Austin Marathon Sprints to the 30-Year Finish Line

Sydney Jones, Staff Writer

The Austin Marathon has been around since 1992, making this year’s run in February the event’s 30th anniversary. As the 25th-largest marathon in the United States, the Austin marathon brings people from all over to participate in the iconic event, according to Anita Ardeneaux, an ambassador for the Austin Marathon. 

Ardeneaux has run the Austin Marathon since 2017. She helps promote the marathon to other people by spreading the word about it through flyers and social media.

“The biggest goal is just to promote the race and help other people sign up for it,” Ardeneaux said. “So we each get a special, unique code that is a discount for people who want to sign up. It’s promoting through friends and family and running groups, social media, just encouraging people to sign up for the race, and then just be an advocate for talking about why it’s such a great race and just kind of helping with whatever Austin Marathon needs in promoting.”

The Austin Marathon is also a popular event because of its scenic views, and runners are able to see lots of Austin, according to junior Sophie Russell, who ran the marathon in 2019 and plans to run it again this year. The marathon runs through multiple Austin neighborhoods, such as Hyde Park and South Congress.

“It was really nice, because it went all over all the sides of Austin,” Russell said. “So I got to experience a lot of different areas of Austin in the three hours.”

According to Russell, the marathon is also very supportive. People come out and help cheer on the runners through the marathon.

“The Austin Marathon is just one of the best runs in Austin,” Ardeneaux said. “It’s a really fun run that takes you through the city. And the energy is great, like the community really comes out and supports the runners, which makes the run a lot more fun. And it’s just a really fun run, and definitely one that’s known in the city.”

Community is a big part of the event, according to Russell. Russell also added that the marathon and its supporters help to make it more special for the runners.

“The Austin Marathon is very different, because there’s so much more massive support,” Russell said.  “Since I had not really experienced that before, it was really kind of surprising. They had live bands for the first few miles. And after that it was just consistent, just people sitting on their porches. And people with bells at every aid station. I mean, all the way until the end.”

The marathon has also evolved a lot over time, according to Ardeneaux. These changes range from the course route to functioning with COVID-19 protocol.

“I think the biggest change is the route changed,” Ardeneaux said. “It went to a different neighborhood and now it goes to the east side of 35. The last couple years have been a little interesting with the pandemic and all the security issues that have been put in place. But it’s always been a very solid run.”

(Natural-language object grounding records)

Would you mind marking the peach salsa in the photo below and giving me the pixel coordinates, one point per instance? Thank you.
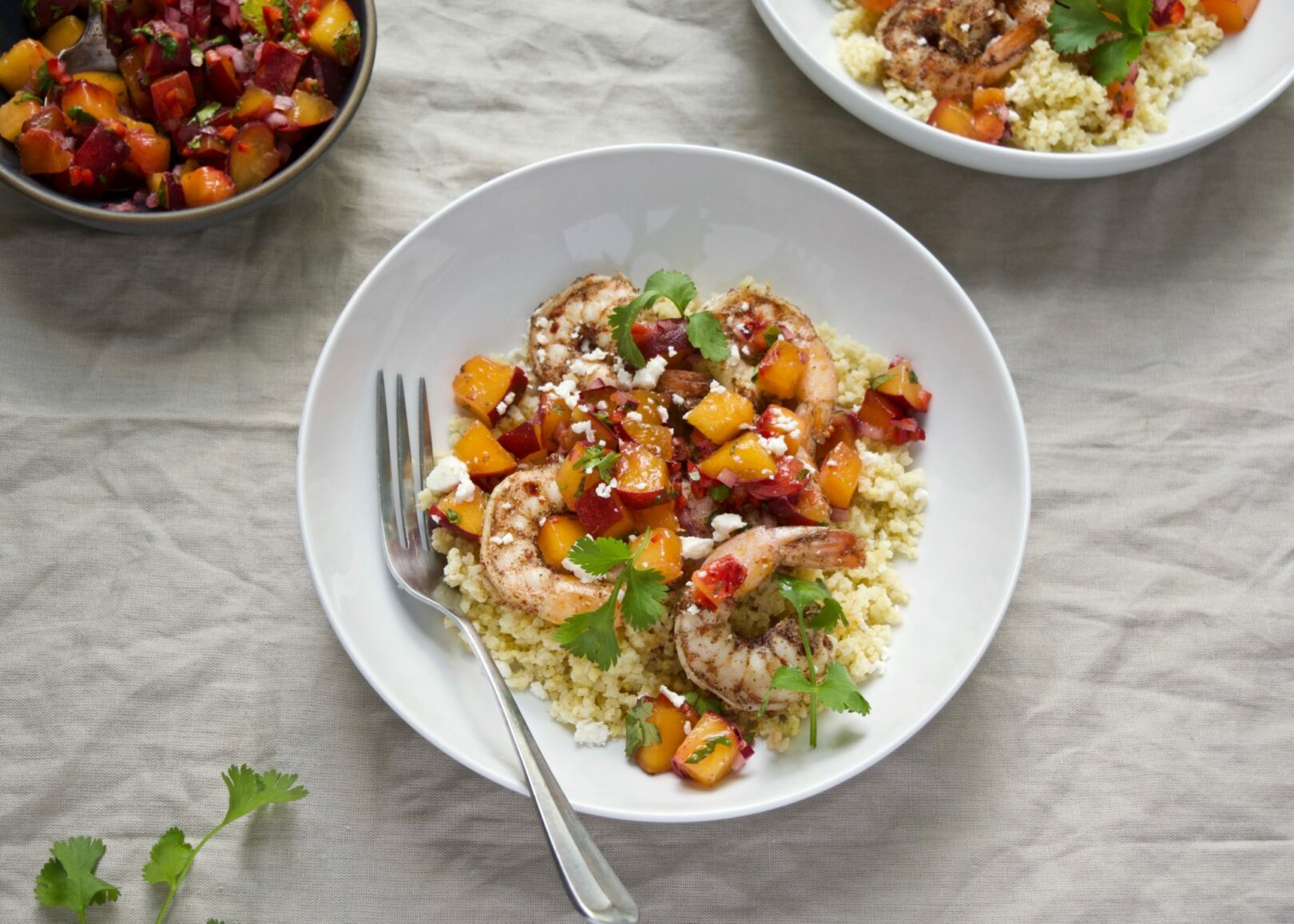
(677, 521)
(1045, 75)
(210, 98)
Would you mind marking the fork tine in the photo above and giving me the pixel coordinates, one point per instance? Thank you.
(425, 452)
(404, 471)
(390, 525)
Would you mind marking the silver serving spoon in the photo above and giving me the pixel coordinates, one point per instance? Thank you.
(91, 54)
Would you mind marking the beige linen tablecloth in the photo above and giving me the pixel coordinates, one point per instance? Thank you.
(1123, 752)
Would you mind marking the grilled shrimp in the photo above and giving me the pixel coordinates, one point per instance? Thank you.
(739, 671)
(576, 323)
(751, 310)
(510, 552)
(953, 47)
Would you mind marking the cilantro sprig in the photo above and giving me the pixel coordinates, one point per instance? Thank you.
(1078, 26)
(638, 732)
(68, 878)
(836, 688)
(597, 458)
(593, 634)
(703, 329)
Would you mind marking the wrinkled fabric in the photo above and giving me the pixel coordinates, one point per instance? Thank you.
(1123, 752)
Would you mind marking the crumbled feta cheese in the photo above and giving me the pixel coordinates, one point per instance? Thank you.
(448, 473)
(672, 696)
(578, 573)
(697, 548)
(649, 375)
(592, 734)
(726, 525)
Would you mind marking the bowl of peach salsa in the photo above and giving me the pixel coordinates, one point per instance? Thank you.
(211, 108)
(693, 506)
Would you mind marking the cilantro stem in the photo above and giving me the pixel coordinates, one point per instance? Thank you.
(813, 680)
(179, 880)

Tasks to complete:
A. In the Austin Marathon article, what size ranking does the Austin Marathon hold among marathons in the United States?
B. Continue the Austin Marathon article after its last paragraph.

Task-by-task outputs:
A. It is the 25th-largest marathon in the United States.

B.
Community outreach manager Fiona Hayden said the marathon has also expanded over its thirty years. This means that they have been gaining a bigger number of runners and expanding the variety of races. 

“The marathon has evolved over time in so many ways,” Hayden said. “It used to only be just a marathon. Now we’ve added different distances, and partnerships with the community have evolved as well as the marathon continues to grow. We’re able to connect with different businesses and organizations to run aid stations on our course. As well as just get more participants from the country as well as internationally.”

When the pandemic happened, marathon organizers also had to change some of the protocol for operating the event, according to Hayden. She later added that they have been working closely with Austin Public Health to make the marathon a safer place for runners. 

“We work with Austin Public Health to create a plan for our event based on what stage of COVID we’re in in Austin,” Hayden said. “Right now we just don’t know what stage we’ll get in February, but we work closely with Austin Public Health to make sure that we’re all state and local guidance to hold a large-scale event here in Austin.”

The marathon is a big part of the Austin community. It helps to bring out some of the Austin spirit, according to Ardeneaux.

“I think it’s a great thing for the community because it encourages people, the people who participate and encourages them to have this goal of running a half marathon or a marathon,” Ardeneaux said. “So it’s good for their well being, their health. And it’s really fun as a spectator of the sport to be out on the course and watch all these incredible athletes run by and you’re cheering them on, and there’s just a very positive environment on the day of the race, which is really fun.”